Celebrating ten years of access agreements

It’s ten years since OFFA approved the first access agreements for English higher education. In those ten years access agreements have supported and encouraged numerous improvements in fair access and widening participation. Here, we celebrate ten of those successes. 

1. Record entry rates to higher education for young people from disadvantaged backgrounds

More young people from disadvantaged backgrounds are now entering higher education than ever before. Progress has accelerated since access agreements were first approved in 2005, and this has been even more marked since the change in the fees and funding system in 2012, with entry rates among this group now at record levels.

R&A 2015 participation rate twitter

2. Record levels of access to the universities with the highest entry requirements

Entry rates for 18 year-olds from the most disadvantaged group to universities with the highest overall entry requirements are now at record levels. Progress has been particularly noticeable after 2010, coinciding with an increasing challenge to these institutions in OFFA’s access agreement guidance.

R&A 2015 OFFA Trends in young participation rates

3. Better support for students from disadvantaged backgrounds

Access is only meaningful if entrants go on to complete their courses and progress to a good job or further study. This can be more challenging for students from disadvantaged backgrounds than for others. Through our access agreement guidance and negotiations, OFFA encourages universities and colleges to take a “whole student lifecycle” approach: not only improving entry rates but also supporting students to complete their courses, get a degree that reflects their full potential, and prepare for the next step.

This graph shows how record proportions of disadvantaged students are staying on in higher education after their first year. It also shows that the gap in retention rates between advantaged and disadvantaged students is narrowing.

Proportion of young entrants who are still in higher education after one year, by POLAR3 classification. The graph shows a rise for quintile 1 from 89.9 per cent in 2003-04 to 91.4 per cent in 2011-12, while quintile 5 has remained relatively steady at 94.2 per cent in 2011-12 compared with 94.1 per cent in 2003-04.

4. Increased commitment to fair access by universities and colleges

Access agreements, approved and monitored by OFFA, give universities and colleges direct responsibility for access, success and progression. This has been fundamental to institutions recognising and committing to their role in promoting fair access and achieving change. The requirement to have an access agreement, with the external scrutiny that OFFA provides, influences universities and colleges to make fair access a strategic priority, and helps staff in widening participation teams to get buy-in from senior managers.

——

**WRITTEN REQUEST A:**
Extract every line of the rows that contains the string "tree", treating case as significant.
The access agreements article and the rows that follow it come from unrelated sources.

——

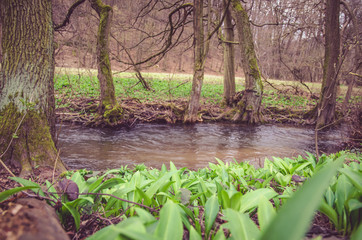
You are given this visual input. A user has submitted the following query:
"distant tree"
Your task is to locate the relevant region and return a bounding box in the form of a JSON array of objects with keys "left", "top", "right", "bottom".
[
  {"left": 317, "top": 0, "right": 340, "bottom": 127},
  {"left": 231, "top": 0, "right": 263, "bottom": 124},
  {"left": 89, "top": 0, "right": 122, "bottom": 124},
  {"left": 223, "top": 0, "right": 235, "bottom": 105},
  {"left": 0, "top": 0, "right": 65, "bottom": 175},
  {"left": 184, "top": 0, "right": 205, "bottom": 123}
]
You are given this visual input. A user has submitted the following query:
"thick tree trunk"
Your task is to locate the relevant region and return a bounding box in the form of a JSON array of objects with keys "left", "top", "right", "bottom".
[
  {"left": 0, "top": 0, "right": 65, "bottom": 174},
  {"left": 231, "top": 0, "right": 263, "bottom": 124},
  {"left": 341, "top": 0, "right": 362, "bottom": 114},
  {"left": 184, "top": 0, "right": 204, "bottom": 123},
  {"left": 223, "top": 0, "right": 235, "bottom": 106},
  {"left": 89, "top": 0, "right": 122, "bottom": 124},
  {"left": 317, "top": 0, "right": 340, "bottom": 127}
]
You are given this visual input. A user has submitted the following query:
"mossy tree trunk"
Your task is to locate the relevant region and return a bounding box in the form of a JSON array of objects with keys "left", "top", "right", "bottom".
[
  {"left": 0, "top": 0, "right": 65, "bottom": 175},
  {"left": 223, "top": 0, "right": 235, "bottom": 106},
  {"left": 184, "top": 0, "right": 205, "bottom": 123},
  {"left": 89, "top": 0, "right": 122, "bottom": 124},
  {"left": 231, "top": 0, "right": 263, "bottom": 124},
  {"left": 317, "top": 0, "right": 340, "bottom": 127}
]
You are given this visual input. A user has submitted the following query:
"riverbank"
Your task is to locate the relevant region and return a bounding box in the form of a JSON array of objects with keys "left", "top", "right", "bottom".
[{"left": 55, "top": 69, "right": 362, "bottom": 146}]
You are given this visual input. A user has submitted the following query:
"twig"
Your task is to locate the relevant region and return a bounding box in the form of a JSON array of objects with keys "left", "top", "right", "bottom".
[{"left": 0, "top": 158, "right": 16, "bottom": 177}]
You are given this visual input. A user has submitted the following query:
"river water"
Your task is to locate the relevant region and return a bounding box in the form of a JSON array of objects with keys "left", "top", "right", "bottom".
[{"left": 58, "top": 123, "right": 346, "bottom": 170}]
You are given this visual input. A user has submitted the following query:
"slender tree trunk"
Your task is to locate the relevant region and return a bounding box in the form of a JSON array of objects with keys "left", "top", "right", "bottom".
[
  {"left": 223, "top": 0, "right": 235, "bottom": 106},
  {"left": 0, "top": 0, "right": 65, "bottom": 175},
  {"left": 184, "top": 0, "right": 204, "bottom": 123},
  {"left": 89, "top": 0, "right": 122, "bottom": 124},
  {"left": 341, "top": 0, "right": 362, "bottom": 113},
  {"left": 231, "top": 0, "right": 263, "bottom": 124},
  {"left": 317, "top": 0, "right": 340, "bottom": 127}
]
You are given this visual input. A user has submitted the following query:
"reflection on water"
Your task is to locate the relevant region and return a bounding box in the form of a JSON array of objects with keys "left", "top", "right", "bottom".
[{"left": 58, "top": 124, "right": 343, "bottom": 170}]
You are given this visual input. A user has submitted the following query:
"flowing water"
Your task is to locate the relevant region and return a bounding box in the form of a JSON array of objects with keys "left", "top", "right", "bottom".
[{"left": 58, "top": 124, "right": 345, "bottom": 170}]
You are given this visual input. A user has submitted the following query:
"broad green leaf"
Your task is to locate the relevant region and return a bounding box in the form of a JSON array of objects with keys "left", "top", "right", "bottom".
[
  {"left": 0, "top": 186, "right": 39, "bottom": 202},
  {"left": 205, "top": 195, "right": 219, "bottom": 236},
  {"left": 135, "top": 207, "right": 156, "bottom": 224},
  {"left": 146, "top": 171, "right": 177, "bottom": 198},
  {"left": 230, "top": 192, "right": 243, "bottom": 211},
  {"left": 339, "top": 168, "right": 362, "bottom": 192},
  {"left": 155, "top": 200, "right": 183, "bottom": 240},
  {"left": 170, "top": 162, "right": 181, "bottom": 192},
  {"left": 324, "top": 187, "right": 335, "bottom": 207},
  {"left": 93, "top": 178, "right": 124, "bottom": 193},
  {"left": 260, "top": 156, "right": 344, "bottom": 240},
  {"left": 224, "top": 208, "right": 260, "bottom": 240},
  {"left": 63, "top": 202, "right": 80, "bottom": 231},
  {"left": 258, "top": 196, "right": 276, "bottom": 230},
  {"left": 335, "top": 174, "right": 353, "bottom": 215},
  {"left": 348, "top": 199, "right": 362, "bottom": 212},
  {"left": 190, "top": 226, "right": 202, "bottom": 240},
  {"left": 239, "top": 188, "right": 278, "bottom": 212},
  {"left": 351, "top": 224, "right": 362, "bottom": 240},
  {"left": 213, "top": 226, "right": 226, "bottom": 240},
  {"left": 319, "top": 199, "right": 338, "bottom": 227}
]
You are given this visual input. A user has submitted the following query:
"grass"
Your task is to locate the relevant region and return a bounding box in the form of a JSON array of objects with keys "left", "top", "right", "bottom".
[{"left": 55, "top": 68, "right": 362, "bottom": 110}]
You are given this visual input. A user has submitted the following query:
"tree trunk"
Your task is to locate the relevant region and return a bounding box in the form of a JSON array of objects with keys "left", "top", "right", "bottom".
[
  {"left": 89, "top": 0, "right": 122, "bottom": 124},
  {"left": 0, "top": 0, "right": 66, "bottom": 175},
  {"left": 231, "top": 0, "right": 263, "bottom": 124},
  {"left": 223, "top": 0, "right": 235, "bottom": 106},
  {"left": 317, "top": 0, "right": 340, "bottom": 127},
  {"left": 341, "top": 0, "right": 362, "bottom": 114},
  {"left": 184, "top": 0, "right": 204, "bottom": 123}
]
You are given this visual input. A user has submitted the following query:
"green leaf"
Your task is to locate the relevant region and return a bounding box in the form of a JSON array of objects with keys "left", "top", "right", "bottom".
[
  {"left": 339, "top": 168, "right": 362, "bottom": 192},
  {"left": 146, "top": 171, "right": 177, "bottom": 198},
  {"left": 348, "top": 199, "right": 362, "bottom": 212},
  {"left": 0, "top": 186, "right": 40, "bottom": 202},
  {"left": 213, "top": 226, "right": 226, "bottom": 240},
  {"left": 155, "top": 200, "right": 183, "bottom": 240},
  {"left": 239, "top": 188, "right": 278, "bottom": 212},
  {"left": 224, "top": 208, "right": 260, "bottom": 240},
  {"left": 63, "top": 202, "right": 80, "bottom": 231},
  {"left": 319, "top": 199, "right": 338, "bottom": 227},
  {"left": 218, "top": 190, "right": 230, "bottom": 209},
  {"left": 335, "top": 175, "right": 353, "bottom": 215},
  {"left": 260, "top": 156, "right": 344, "bottom": 240},
  {"left": 135, "top": 207, "right": 156, "bottom": 224},
  {"left": 351, "top": 224, "right": 362, "bottom": 240},
  {"left": 230, "top": 192, "right": 243, "bottom": 211},
  {"left": 205, "top": 195, "right": 220, "bottom": 238},
  {"left": 258, "top": 196, "right": 276, "bottom": 230},
  {"left": 190, "top": 226, "right": 202, "bottom": 240}
]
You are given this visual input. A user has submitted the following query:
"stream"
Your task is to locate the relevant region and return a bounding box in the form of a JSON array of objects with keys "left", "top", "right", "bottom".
[{"left": 57, "top": 123, "right": 346, "bottom": 170}]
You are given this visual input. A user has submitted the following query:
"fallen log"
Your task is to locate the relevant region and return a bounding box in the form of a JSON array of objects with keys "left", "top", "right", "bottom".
[{"left": 0, "top": 198, "right": 69, "bottom": 240}]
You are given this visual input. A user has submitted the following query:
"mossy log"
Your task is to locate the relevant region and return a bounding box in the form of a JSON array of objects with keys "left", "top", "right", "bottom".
[{"left": 0, "top": 198, "right": 69, "bottom": 240}]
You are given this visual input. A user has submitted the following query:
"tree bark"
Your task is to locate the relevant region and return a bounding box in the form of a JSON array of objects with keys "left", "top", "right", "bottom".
[
  {"left": 0, "top": 0, "right": 66, "bottom": 175},
  {"left": 317, "top": 0, "right": 340, "bottom": 127},
  {"left": 89, "top": 0, "right": 122, "bottom": 124},
  {"left": 223, "top": 0, "right": 235, "bottom": 106},
  {"left": 184, "top": 0, "right": 204, "bottom": 123},
  {"left": 231, "top": 0, "right": 263, "bottom": 124}
]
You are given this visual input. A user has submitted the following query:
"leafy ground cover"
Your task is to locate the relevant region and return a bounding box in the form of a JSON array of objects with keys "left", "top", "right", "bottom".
[{"left": 0, "top": 152, "right": 362, "bottom": 239}]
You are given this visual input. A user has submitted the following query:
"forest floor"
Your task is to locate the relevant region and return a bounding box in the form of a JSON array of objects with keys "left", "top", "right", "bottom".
[
  {"left": 0, "top": 162, "right": 348, "bottom": 240},
  {"left": 0, "top": 71, "right": 362, "bottom": 239}
]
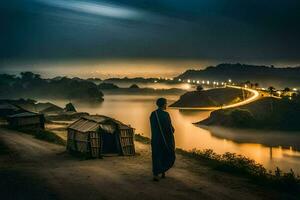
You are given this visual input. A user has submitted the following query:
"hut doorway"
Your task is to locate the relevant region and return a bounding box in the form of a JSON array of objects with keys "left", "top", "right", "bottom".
[{"left": 101, "top": 133, "right": 120, "bottom": 154}]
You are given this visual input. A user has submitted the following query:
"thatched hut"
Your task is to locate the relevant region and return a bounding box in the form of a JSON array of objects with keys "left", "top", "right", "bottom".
[
  {"left": 67, "top": 115, "right": 135, "bottom": 158},
  {"left": 0, "top": 102, "right": 23, "bottom": 118},
  {"left": 7, "top": 112, "right": 45, "bottom": 130}
]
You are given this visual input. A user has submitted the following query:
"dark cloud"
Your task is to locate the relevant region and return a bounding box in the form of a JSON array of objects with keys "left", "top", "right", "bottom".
[{"left": 0, "top": 0, "right": 300, "bottom": 62}]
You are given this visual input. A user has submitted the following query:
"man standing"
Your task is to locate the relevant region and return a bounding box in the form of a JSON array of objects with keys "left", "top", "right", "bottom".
[{"left": 150, "top": 98, "right": 175, "bottom": 181}]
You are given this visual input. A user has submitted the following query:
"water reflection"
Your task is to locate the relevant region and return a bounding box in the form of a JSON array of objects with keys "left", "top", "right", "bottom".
[{"left": 48, "top": 95, "right": 300, "bottom": 173}]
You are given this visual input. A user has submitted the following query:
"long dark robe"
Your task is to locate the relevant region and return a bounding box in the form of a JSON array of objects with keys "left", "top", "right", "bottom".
[{"left": 150, "top": 109, "right": 175, "bottom": 175}]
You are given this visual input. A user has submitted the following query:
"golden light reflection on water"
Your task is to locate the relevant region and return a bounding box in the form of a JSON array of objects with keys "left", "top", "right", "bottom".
[{"left": 48, "top": 95, "right": 300, "bottom": 173}]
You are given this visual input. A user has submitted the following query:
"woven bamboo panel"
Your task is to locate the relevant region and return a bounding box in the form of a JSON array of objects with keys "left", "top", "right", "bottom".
[{"left": 76, "top": 141, "right": 88, "bottom": 153}]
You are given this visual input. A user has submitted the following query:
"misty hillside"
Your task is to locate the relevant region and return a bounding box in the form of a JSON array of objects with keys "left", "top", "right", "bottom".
[
  {"left": 171, "top": 88, "right": 251, "bottom": 107},
  {"left": 176, "top": 63, "right": 300, "bottom": 87}
]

——

**WRITTEN REQUEST B:**
Rewrite the access agreements article from "More young people" to "access agreement guidance.", changing "disadvantaged" to "deprived" wherever it occurs.

**WRITTEN SOLUTION A:**
"distant tree"
"thick tree trunk"
"mossy tree trunk"
"slender tree trunk"
"tree trunk"
"tree bark"

**WRITTEN SOLUTION B:**
More young people from deprived backgrounds are now entering higher education than ever before. Progress has accelerated since access agreements were first approved in 2005, and this has been even more marked since the change in the fees and funding system in 2012, with entry rates among this group now at record levels.

R&A 2015 participation rate twitter

2. Record levels of access to the universities with the highest entry requirements

Entry rates for 18 year-olds from the most deprived group to universities with the highest overall entry requirements are now at record levels. Progress has been particularly noticeable after 2010, coinciding with an increasing challenge to these institutions in OFFA’s access agreement guidance.